Task description:
Please pick out and copy every line of the data that follows that contains the string "below". Case counts.

--- start of Stored rows ---

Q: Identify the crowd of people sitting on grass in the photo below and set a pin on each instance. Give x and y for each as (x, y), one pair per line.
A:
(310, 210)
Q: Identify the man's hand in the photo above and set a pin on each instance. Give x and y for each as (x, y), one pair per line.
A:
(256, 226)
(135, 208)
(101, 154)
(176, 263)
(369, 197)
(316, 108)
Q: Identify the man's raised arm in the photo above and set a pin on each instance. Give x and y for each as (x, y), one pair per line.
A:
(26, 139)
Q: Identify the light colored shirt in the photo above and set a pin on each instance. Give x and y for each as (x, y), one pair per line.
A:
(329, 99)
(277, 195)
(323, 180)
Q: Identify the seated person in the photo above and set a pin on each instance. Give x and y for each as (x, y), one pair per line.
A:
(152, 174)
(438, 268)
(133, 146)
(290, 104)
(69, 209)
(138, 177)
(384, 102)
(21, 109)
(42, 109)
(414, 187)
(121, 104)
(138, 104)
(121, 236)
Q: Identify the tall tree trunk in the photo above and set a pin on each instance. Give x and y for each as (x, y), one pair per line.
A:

--- end of Stored rows ---
--- start of Stored rows ---

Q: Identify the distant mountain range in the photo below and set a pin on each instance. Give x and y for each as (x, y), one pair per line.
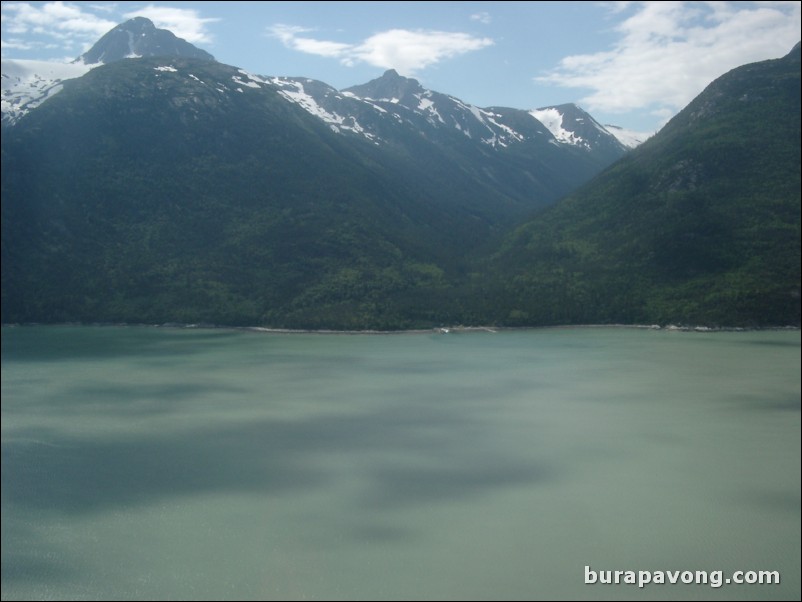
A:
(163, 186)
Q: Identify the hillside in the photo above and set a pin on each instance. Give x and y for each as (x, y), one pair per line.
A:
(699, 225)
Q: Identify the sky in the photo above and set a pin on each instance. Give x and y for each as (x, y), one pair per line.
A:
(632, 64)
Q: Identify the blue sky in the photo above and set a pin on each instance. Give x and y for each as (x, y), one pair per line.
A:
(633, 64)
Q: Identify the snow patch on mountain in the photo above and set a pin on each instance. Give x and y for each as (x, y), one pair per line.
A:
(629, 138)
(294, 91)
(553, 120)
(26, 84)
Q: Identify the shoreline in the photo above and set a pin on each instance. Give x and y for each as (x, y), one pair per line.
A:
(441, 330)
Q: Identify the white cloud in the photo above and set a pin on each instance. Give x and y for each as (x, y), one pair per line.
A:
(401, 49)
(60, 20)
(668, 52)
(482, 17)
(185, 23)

--- end of Stored rows ---
--- start of Stored rows ---

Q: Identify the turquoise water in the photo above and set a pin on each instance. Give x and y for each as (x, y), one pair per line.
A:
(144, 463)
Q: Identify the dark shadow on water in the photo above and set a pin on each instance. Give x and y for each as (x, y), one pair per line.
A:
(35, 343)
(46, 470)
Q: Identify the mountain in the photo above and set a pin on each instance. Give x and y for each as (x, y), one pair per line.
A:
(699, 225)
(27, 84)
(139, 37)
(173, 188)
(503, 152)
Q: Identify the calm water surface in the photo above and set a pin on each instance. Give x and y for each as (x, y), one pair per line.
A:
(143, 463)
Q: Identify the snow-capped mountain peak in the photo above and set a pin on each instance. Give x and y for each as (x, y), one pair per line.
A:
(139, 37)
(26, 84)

--- end of Stored rows ---

Finished task:
Q: Identify the crowd of people sitting on grass in the photo below and set a pin on each instance. Give x and y for each as (x, y), one pair per line.
Q: Identify the distant mountain range in the photo below and set a pin on each instance. Give x and y for each as (x, y), one pair per line.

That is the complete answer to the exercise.